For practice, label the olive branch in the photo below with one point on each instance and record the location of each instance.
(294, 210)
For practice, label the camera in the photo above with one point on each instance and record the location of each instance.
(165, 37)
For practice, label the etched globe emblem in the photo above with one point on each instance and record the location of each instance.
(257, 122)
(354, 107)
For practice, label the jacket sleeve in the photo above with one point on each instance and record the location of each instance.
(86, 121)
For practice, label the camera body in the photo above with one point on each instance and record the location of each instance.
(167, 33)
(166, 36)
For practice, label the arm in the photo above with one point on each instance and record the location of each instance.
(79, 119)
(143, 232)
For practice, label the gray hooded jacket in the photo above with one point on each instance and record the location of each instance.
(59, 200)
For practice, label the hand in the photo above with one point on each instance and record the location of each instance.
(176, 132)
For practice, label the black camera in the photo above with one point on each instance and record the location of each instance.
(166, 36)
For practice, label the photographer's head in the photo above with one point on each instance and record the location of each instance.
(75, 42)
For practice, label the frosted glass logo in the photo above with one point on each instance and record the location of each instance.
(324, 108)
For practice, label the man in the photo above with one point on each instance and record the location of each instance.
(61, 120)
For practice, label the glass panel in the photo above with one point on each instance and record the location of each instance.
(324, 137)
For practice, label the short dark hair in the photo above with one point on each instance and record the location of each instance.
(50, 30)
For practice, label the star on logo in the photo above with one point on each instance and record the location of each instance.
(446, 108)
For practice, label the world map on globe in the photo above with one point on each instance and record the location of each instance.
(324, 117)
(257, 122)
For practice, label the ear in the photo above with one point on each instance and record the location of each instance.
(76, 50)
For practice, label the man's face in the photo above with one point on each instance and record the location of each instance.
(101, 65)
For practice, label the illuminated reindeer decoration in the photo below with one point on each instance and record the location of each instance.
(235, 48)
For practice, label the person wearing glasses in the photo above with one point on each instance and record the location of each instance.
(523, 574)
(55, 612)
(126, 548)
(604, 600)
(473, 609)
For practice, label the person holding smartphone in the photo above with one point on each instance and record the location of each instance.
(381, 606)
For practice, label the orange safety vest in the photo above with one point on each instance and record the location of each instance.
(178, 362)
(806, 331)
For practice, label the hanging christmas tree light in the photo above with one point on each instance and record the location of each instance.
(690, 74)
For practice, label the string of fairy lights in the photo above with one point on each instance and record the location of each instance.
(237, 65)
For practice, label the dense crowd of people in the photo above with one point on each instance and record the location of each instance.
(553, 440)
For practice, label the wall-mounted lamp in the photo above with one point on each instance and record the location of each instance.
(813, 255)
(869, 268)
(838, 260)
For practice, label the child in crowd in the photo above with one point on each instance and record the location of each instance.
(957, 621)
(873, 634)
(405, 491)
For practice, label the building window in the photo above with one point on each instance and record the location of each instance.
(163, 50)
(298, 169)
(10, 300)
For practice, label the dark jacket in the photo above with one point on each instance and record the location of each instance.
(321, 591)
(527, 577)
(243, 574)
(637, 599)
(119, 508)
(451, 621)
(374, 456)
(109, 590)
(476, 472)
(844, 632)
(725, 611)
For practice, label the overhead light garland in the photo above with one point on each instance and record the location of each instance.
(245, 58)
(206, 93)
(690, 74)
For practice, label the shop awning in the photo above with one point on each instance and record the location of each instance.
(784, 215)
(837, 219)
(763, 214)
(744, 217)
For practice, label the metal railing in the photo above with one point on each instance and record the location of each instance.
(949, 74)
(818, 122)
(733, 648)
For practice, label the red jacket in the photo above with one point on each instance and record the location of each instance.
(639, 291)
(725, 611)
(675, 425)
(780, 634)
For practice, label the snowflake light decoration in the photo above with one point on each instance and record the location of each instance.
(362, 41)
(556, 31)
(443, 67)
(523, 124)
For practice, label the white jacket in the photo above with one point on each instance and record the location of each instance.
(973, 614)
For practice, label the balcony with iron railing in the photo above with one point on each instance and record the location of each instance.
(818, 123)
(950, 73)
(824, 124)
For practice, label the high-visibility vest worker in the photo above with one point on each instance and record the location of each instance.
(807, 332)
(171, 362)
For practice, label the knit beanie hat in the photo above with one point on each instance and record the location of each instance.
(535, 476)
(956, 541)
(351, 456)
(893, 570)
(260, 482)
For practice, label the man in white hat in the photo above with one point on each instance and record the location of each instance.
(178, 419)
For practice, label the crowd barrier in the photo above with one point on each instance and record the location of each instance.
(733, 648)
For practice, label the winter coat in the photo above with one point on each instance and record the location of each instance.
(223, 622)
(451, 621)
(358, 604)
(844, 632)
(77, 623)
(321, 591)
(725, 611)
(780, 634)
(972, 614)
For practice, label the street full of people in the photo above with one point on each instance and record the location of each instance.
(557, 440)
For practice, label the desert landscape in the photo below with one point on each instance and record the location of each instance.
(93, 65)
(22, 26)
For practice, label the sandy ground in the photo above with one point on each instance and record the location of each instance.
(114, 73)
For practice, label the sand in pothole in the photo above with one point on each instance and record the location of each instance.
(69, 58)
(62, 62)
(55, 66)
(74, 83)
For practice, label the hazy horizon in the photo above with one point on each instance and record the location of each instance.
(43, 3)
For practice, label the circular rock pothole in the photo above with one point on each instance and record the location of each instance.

───

> **SET PROBLEM**
Scale the point coordinates in the answers by 2.25, rounding to whole numbers with halves going up, and write out again only the lines from the one containing "For practice, label the man in white" through the end of the material. Include the requests in those lines, and leave them unchanged.

> **WRITTEN ANSWER**
For practice, label the man in white hat in the photo above with one point on each instance and record the location of each instance.
(401, 943)
For practice, label the crowd barrier in the photo above with one point on each instance and record the location of each instance.
(1649, 1458)
For practice, label the winter coat in the photo above with one point on each instance and record the location of each instance.
(502, 1400)
(1015, 1397)
(806, 1359)
(1899, 1422)
(173, 1402)
(722, 1330)
(1631, 1375)
(1755, 1427)
(2187, 1382)
For practice, label the street full of people in the photo above with one point on each instance and record the location of each instance.
(1253, 990)
For practice, label the desert landscape in the photo below with one point on each instance and record the location of each instance.
(209, 146)
(50, 59)
For practice, label the sandy ground in the photo above with one point on each instance and record the location of each instance.
(257, 164)
For practice, label the sand in pothole in the photo above with one point on each instance and record the location of each instance.
(155, 131)
(140, 140)
(124, 149)
(167, 187)
For practice, label the hazy horizon in the photo above with one point on each instance and record the location of each instance.
(97, 7)
For practice, label the circular rock pothole in the photo above with one point on each instance and record the location of each instance.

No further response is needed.